[Data entries]
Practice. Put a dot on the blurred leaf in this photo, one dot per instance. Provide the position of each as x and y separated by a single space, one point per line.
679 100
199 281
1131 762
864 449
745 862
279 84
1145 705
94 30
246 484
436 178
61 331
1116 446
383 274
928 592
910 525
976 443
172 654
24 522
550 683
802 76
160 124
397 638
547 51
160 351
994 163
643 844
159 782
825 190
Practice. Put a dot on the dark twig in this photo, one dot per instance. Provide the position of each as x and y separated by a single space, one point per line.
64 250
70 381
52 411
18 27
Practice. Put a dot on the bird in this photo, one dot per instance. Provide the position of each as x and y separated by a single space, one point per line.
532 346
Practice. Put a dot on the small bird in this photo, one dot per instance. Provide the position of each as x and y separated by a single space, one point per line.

* * *

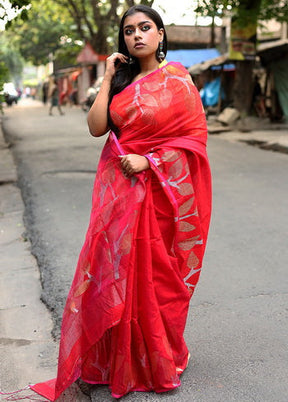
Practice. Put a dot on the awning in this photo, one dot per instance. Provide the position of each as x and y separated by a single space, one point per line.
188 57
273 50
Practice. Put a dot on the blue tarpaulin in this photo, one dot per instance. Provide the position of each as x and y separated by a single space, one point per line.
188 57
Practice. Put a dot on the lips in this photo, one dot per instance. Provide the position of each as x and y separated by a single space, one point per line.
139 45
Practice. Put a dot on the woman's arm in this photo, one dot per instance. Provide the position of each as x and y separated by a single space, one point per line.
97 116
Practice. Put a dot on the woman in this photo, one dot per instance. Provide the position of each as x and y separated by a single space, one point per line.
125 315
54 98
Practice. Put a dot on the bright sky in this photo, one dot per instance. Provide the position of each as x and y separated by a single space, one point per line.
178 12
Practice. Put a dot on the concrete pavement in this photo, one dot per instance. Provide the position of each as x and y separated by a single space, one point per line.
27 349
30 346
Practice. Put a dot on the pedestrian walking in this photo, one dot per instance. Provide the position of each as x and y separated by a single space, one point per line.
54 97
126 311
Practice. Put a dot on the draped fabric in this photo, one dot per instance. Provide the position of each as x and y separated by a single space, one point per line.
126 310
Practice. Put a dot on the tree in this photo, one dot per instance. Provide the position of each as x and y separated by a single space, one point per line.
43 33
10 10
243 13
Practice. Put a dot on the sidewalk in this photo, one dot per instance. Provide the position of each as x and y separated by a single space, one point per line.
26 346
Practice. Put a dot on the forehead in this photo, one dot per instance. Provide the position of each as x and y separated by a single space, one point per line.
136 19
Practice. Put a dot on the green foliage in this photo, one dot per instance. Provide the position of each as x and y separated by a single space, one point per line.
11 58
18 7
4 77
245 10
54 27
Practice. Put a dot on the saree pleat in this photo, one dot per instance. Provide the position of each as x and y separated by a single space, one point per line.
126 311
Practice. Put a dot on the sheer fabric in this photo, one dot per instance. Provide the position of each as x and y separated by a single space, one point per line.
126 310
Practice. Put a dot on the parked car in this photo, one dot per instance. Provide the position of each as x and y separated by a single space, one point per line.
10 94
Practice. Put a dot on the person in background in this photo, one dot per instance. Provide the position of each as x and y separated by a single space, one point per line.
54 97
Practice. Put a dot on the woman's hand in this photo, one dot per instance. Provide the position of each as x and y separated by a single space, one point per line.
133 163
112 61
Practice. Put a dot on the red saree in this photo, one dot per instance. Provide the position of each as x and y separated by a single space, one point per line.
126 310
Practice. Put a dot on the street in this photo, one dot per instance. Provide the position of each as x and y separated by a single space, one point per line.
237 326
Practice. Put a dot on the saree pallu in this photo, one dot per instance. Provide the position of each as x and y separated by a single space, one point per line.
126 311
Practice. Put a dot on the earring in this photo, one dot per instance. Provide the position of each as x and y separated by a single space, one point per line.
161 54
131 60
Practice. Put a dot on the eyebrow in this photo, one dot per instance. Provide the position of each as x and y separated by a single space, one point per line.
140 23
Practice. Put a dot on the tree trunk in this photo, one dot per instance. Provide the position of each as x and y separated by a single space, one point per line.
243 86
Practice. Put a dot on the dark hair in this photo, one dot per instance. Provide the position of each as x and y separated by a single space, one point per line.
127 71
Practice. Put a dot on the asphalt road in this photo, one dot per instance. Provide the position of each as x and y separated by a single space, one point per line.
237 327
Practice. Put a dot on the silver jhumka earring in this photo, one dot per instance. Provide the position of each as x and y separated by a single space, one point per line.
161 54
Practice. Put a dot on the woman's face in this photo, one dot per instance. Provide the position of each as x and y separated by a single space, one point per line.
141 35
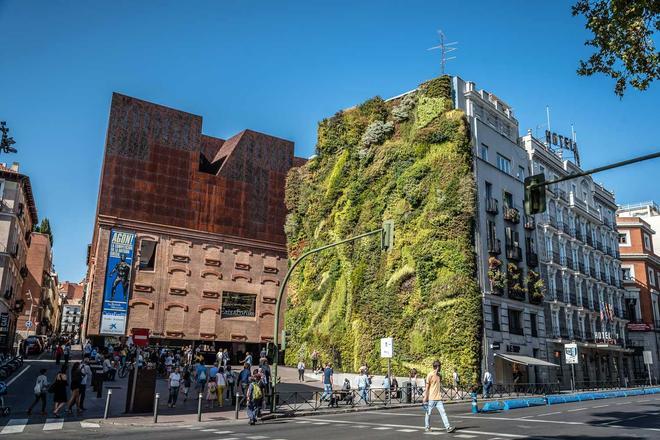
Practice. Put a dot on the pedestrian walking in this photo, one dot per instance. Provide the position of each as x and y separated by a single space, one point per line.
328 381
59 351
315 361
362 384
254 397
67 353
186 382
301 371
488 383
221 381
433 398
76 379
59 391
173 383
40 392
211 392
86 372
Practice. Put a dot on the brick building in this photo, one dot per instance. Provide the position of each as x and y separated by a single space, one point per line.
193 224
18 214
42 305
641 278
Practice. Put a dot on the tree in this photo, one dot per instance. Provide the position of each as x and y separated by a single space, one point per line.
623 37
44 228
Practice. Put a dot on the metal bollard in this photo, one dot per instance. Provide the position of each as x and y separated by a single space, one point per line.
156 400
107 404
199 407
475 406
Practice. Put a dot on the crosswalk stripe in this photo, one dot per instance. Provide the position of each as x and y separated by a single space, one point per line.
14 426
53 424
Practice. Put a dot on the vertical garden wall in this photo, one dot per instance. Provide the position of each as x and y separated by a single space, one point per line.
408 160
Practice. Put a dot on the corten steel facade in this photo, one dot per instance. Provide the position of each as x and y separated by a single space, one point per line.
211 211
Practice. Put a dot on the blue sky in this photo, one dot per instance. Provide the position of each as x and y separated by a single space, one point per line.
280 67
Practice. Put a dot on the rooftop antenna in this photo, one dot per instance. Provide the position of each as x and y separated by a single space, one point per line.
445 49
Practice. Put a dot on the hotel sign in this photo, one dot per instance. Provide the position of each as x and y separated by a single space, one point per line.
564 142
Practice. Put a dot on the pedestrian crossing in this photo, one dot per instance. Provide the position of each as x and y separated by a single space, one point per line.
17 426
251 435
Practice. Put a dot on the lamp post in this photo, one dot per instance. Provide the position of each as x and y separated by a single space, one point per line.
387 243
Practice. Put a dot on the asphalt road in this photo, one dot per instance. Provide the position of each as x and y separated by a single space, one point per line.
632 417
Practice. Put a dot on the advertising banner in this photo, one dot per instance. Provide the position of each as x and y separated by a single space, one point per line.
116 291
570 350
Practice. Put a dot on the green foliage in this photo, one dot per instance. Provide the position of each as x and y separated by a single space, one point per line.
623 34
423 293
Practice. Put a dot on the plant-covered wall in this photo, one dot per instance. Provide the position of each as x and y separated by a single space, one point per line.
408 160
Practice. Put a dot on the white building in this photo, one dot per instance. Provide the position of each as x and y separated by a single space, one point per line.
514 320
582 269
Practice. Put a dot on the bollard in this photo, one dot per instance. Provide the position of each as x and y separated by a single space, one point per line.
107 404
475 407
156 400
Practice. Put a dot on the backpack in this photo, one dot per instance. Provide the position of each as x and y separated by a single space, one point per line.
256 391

### How to complete this task
Please return only the lines above, starting at the line that has "Practice. Put a dot on the blurred" and ending at the line that has "Practice. Put a dot on the small", keeping both and leaving each one unchanged.

### Response area
Practice. Put a dot on the blurred leaf in this photo, one dot per instance. Provide the position of each as x and y separated by a single space, one point per line.
679 100
199 281
1131 762
864 449
745 862
279 84
1145 705
94 30
246 484
436 178
61 331
1116 446
383 274
928 592
910 525
976 443
172 654
24 522
550 683
802 76
160 124
397 638
547 51
160 351
994 163
643 844
159 782
825 190
Practice. Put a dot on the dark twig in this photo, one dot per instance. Provide the position of each as x and y separated by a single space, one point per line.
64 250
70 381
52 411
18 27
Practice. Put a dot on the bird in this photo, one dot per instance. Provide the position of each as x and y separated by a single space, one point per line.
532 346
Practice. Put a dot on the small bird in this photo, one dot per instance. Provide the position of each as x and y separated by a single space, one point per line.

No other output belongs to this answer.